--- start TEXT PASSAGE ---

- Genre: Sitcom
- Created by: Michael Elias Rich Eustis
- Starring: Billy Connolly Marie Marshall Johnny Galecki Natanya Ross Clara Bryant
- Composer: Ed Alton
- Country of origin: United States
- Original language: English
- No. of seasons: 1
- No. of episodes: 13

Production
- Executive producers: Michael Elias Rich Eustis Billy Connolly
- Producers: Ray Jessel Frank Pace Rebecca Parr Ehrich Von Lowe
- Editor: Jimmy B. Frazier
- Camera setup: Multi-camera
- Running time: 30 minutes
- Production companies: Eustis/Elias Productions Warner Bros. Television

Original release
- Network: ABC
- Release: January 31 – May 30, 1992

= Billy (1992 TV series) =

Billy is an American sitcom and a spin-off of Head of the Class that aired on ABC for half a season from January 31 to May 30, 1992. (Reruns continued until July 4, 1992). The series starred Billy Connolly as Billy MacGregor, a Scottish teacher who moves to America in order to build a new life for himself.

==Synopsis==
Following the end of Head of the Class, Billy moves to Berkeley, California, after Filmore High School was closed down, where he marries Mary Springer (played by Marie Marshall), a single mom with several children, so he could get his green card. The marriage is arranged in order to prevent Billy from being deported back to the U.K. Billy becomes Mary's boarder, living in her basement apartment with the strictest of rules: no drinking, no smoking, no pets, and no sex.

The series follows Billy's misadventures as he adjusts to life in California while staying one step ahead of immigration officials seeking to prove his marriage is a sham. Meanwhile, his relationship with Mary's children, 14-year-old David, 10-year-old Laura and 5-year-old Annie, (played by Johnny Galecki, Natanya Ross, and Clara Bryant) deepens to a parental level, and Billy and Mary likewise find themselves drawing closer together, although the series was cancelled before this subplot could be carried out.

==Cast==
- Billy Connolly as Billy MacGregor
- Marie Marshall as Mary Springer MacGregor
- Johnny Galecki as David MacGregor
- Natanya Ross as Laura MacGregor
- Clara Bryant as Annie MacGregor

==Scheduling and cancellation==
Billy premiered as part of ABC's TGIF lineup, Fridays at 9:30/8:30c. After two months in this time period, the show moved to Saturday night (just one week after ABC abruptly ended the failed TGIF sister lineup, I Love Saturday Night), at 8:30/7:30c. While on Saturdays, the program would switch time slots a few more times, but none of the moves produced better ratings; Billy folded after one season.

--- end TEXT PASSAGE ---

● WRITTEN INSTRUCTION A:
Identify and copy every line of the listing that contains the word "gauge". Only matches in the same case count.
The listing has no connection to the sitcom article.

--- start STORED ROWS ---

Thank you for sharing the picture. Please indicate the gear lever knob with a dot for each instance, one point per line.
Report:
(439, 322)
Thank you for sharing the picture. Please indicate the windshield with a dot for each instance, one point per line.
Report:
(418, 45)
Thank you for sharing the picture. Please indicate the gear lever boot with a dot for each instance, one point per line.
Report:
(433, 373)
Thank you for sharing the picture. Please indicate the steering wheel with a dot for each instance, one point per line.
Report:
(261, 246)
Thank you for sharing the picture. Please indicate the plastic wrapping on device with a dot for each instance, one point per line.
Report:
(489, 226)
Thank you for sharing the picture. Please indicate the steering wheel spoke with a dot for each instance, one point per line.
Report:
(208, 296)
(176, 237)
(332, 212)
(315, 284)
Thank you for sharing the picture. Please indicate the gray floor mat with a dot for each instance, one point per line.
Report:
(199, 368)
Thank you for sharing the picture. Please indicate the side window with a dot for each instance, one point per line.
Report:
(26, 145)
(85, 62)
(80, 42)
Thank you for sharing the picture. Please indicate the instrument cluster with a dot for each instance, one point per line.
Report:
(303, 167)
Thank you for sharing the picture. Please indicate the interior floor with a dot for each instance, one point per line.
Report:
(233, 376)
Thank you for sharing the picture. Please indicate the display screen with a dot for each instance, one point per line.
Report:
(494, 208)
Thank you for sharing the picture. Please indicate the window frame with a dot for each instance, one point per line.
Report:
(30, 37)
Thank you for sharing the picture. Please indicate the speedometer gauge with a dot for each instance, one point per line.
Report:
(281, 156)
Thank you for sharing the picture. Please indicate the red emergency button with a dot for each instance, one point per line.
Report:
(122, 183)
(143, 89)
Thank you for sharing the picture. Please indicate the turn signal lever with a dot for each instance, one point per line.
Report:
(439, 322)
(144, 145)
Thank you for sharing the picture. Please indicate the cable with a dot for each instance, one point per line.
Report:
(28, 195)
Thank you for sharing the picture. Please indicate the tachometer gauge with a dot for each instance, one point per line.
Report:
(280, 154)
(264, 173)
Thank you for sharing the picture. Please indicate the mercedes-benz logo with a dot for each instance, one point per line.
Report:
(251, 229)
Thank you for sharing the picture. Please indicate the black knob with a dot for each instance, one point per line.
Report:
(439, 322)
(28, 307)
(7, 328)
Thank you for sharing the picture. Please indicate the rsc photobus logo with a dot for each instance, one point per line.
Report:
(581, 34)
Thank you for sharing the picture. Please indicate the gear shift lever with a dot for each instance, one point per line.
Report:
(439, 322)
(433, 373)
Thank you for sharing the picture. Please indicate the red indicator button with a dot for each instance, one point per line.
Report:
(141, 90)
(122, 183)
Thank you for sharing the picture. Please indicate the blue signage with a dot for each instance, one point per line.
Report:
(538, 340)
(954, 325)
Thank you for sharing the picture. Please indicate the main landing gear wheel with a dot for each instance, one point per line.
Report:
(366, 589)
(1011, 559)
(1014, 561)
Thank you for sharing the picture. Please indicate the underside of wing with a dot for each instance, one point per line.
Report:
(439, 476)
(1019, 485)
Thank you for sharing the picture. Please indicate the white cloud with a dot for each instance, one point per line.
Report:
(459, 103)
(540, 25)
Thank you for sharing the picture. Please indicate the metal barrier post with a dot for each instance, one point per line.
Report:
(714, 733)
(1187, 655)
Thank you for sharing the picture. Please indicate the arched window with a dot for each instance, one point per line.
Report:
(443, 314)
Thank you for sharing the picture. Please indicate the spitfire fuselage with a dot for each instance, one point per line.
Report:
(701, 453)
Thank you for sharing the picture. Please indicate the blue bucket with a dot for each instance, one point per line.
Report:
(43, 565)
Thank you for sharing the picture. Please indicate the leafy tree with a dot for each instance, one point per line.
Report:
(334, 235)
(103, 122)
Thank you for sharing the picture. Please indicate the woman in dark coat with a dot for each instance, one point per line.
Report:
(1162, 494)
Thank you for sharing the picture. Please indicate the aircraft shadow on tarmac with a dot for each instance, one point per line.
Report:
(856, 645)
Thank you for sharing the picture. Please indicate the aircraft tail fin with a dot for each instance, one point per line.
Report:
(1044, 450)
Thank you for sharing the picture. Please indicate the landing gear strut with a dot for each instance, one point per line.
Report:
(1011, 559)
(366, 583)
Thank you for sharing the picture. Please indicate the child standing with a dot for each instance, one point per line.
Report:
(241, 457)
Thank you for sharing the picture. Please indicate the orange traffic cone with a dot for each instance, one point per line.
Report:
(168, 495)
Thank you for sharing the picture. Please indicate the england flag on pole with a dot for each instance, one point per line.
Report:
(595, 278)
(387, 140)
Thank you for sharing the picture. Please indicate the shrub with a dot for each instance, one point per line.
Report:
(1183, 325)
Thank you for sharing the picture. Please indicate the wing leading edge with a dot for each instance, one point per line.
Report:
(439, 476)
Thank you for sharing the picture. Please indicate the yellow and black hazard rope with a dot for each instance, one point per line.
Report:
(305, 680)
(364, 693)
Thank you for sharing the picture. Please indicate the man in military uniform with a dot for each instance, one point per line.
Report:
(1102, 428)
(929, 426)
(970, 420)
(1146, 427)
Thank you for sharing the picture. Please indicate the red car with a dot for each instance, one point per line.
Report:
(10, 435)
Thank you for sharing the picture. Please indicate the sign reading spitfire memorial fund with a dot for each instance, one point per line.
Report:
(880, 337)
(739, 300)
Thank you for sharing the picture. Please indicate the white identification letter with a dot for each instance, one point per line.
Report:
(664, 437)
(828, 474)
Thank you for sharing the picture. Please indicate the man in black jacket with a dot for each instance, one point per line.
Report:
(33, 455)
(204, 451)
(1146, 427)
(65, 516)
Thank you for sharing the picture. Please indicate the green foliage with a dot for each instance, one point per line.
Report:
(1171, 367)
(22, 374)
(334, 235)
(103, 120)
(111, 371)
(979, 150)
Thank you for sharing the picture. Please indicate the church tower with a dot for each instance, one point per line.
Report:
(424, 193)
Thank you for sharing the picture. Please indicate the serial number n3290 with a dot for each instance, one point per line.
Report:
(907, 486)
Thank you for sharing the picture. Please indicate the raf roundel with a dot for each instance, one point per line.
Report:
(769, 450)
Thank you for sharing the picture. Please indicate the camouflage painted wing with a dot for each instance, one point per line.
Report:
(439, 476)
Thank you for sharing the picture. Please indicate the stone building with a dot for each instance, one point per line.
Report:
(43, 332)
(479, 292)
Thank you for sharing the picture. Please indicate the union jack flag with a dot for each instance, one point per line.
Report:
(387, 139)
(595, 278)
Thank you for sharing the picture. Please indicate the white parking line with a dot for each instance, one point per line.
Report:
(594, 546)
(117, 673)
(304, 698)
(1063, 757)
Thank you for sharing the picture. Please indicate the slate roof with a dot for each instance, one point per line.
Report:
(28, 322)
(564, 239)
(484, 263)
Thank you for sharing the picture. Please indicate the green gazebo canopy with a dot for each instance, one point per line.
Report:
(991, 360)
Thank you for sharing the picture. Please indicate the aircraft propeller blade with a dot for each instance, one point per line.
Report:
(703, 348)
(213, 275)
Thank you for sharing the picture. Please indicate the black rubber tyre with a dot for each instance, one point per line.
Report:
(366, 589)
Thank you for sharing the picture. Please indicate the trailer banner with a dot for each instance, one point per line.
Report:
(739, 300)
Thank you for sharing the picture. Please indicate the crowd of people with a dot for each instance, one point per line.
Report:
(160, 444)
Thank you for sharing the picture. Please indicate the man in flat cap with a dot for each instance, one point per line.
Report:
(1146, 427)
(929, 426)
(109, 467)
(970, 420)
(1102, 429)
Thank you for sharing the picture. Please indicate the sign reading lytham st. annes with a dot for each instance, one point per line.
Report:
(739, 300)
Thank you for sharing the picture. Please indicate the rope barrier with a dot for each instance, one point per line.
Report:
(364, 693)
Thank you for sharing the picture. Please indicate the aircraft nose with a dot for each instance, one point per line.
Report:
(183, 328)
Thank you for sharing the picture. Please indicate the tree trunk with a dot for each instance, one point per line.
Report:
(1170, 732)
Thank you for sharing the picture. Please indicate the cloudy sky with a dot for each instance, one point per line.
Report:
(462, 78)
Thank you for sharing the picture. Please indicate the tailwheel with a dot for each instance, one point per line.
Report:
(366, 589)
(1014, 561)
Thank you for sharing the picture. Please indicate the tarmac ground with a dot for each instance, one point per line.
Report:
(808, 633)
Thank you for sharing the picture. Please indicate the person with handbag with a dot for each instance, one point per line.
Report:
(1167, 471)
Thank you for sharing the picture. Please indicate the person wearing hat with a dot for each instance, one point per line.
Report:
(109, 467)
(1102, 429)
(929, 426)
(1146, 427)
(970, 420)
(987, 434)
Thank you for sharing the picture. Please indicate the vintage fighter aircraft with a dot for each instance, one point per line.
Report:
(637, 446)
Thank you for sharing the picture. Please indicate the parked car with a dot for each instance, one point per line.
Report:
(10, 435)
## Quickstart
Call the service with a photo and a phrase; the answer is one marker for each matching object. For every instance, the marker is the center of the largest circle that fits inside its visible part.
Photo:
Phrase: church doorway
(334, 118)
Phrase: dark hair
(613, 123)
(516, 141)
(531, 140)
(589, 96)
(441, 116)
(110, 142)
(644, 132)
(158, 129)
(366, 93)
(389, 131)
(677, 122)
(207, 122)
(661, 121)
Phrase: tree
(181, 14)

--- end STORED ROWS ---

● WRITTEN INSTRUCTION B:
According to the article about the sitcom Billy, what rules does Mary set for Billy's basement apartment?

● WORKED ANSWER A:
Thank you for sharing the picture. Please indicate the speedometer gauge with a dot for each instance, one point per line.
Thank you for sharing the picture. Please indicate the tachometer gauge with a dot for each instance, one point per line.

● WORKED ANSWER B:
No drinking, no smoking, no pets, and no sex.